SET TASK A: Find each line in the rows that contains the string "marking" and copy it.

TEXT SHOWN:
# Lamp temp question



## mcmasteri (Jun 4, 2006)

Hey everyone

With my new tank im going to use a MH and it comes standerd with a 10K lamp and im wondering if this lamp will be ok? for my plants .. im setting my tank up on monday . ill be using 2x 18watt pc's (6.5k) as well

thanks for any help


----------



## BryceM (Nov 6, 2005)

There are quite a few people that prefer 10,000K lights. Anything between 5,000 and 10,000 is usually ok. 5,000 is pretty yellow while 10,000 is white, even perhaps slightly blue.


----------



## Newt (Apr 1, 2004)

Lighting for a planted tank should not be chosen on color temp alone. It is true that 'full spectrum' bulbs are referred to as bulbs between 5000 Kelvin (K) and 6500 K and are best for planted tanks. Yet this does not indicate what type of light (wavelength in nanometers) the bulb is actually emitting. If you want both good leaf development/growth (blue light) and stem elongation (red light), you need light in both the blue and red spectra for photosynthesis.

Beyond choosing lighting that is optimal for photosynthesis, as above, you should choose lighting with the color temperature that best suits the aesthetic goals of your tank. So, don't obsess about color temperature beyond how you want your tank to look. From a color temperature standpoint, blue-colored light will enhance blues in your fish. Green-colored light will make the tank look bright to humans and enhance the green color of your plants. Red-colored light will enhance the reds in your fish, and any red plants.

BTW, 5000K is actually a white light and 10,000K is blue.


----------



## BryceM (Nov 6, 2005)

Newt,

Could you provide a reference regarding the red & blue spectra as they relate to plant growth, elongation, leaf growth, etc? If true, this is the first time I've seen it stated as such. It would make an interesting read and help to answer many questions that people have posed here.

The long answer is that there are many qualities and characteristics of bulbs that one can look at when comparing lighting. In fact, almost everything you see on the subject on a hobby forum will be a gross over-simplification of a topic that can consume volumes. The short answer is that most 10,000K bulbs will work just fine. The visual effect that it produces is best observed by the individual - not everyone likes the same look.

In my tanks, 5,000K bulbs make everything look pretty yellow. 10,000K lights make it look stark white or even a little bluish. YMMV of course.


----------



## mcmasteri (Jun 4, 2006)

my 10k lamps are pretty yellow  erm i have 70watt mh's with 5.2k and there inst much differance lol


----------



## Newt (Apr 1, 2004)

I use a mix of lights and one of them is a 5000K CF bulb and the color is white. The labeling of bulbs with the kelvin scale is not an exact science; especially when marketing is involved.

DATA:
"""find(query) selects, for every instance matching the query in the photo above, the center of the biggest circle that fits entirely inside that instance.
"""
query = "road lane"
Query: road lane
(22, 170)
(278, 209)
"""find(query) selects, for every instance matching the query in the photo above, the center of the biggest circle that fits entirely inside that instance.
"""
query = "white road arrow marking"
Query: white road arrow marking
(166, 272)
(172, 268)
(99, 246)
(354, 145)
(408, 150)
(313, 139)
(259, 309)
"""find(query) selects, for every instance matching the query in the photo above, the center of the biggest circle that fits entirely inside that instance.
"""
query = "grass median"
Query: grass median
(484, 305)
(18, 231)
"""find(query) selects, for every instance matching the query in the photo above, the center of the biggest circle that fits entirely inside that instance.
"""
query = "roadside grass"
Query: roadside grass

SET TASK B: In the lamp temperature thread, rewrite the stretch from "The long answer" through "the same look.", swapping "hobby forum" for "discussion board".

EXPECTED OUTPUT A:
query = "white road arrow marking"
Query: white road arrow marking

EXPECTED OUTPUT B:
The long answer is that there are many qualities and characteristics of bulbs that one can look at when comparing lighting. In fact, almost everything you see on the subject on a discussion board will be a gross over-simplification of a topic that can consume volumes. The short answer is that most 10,000K bulbs will work just fine. The visual effect that it produces is best observed by the individual - not everyone likes the same look.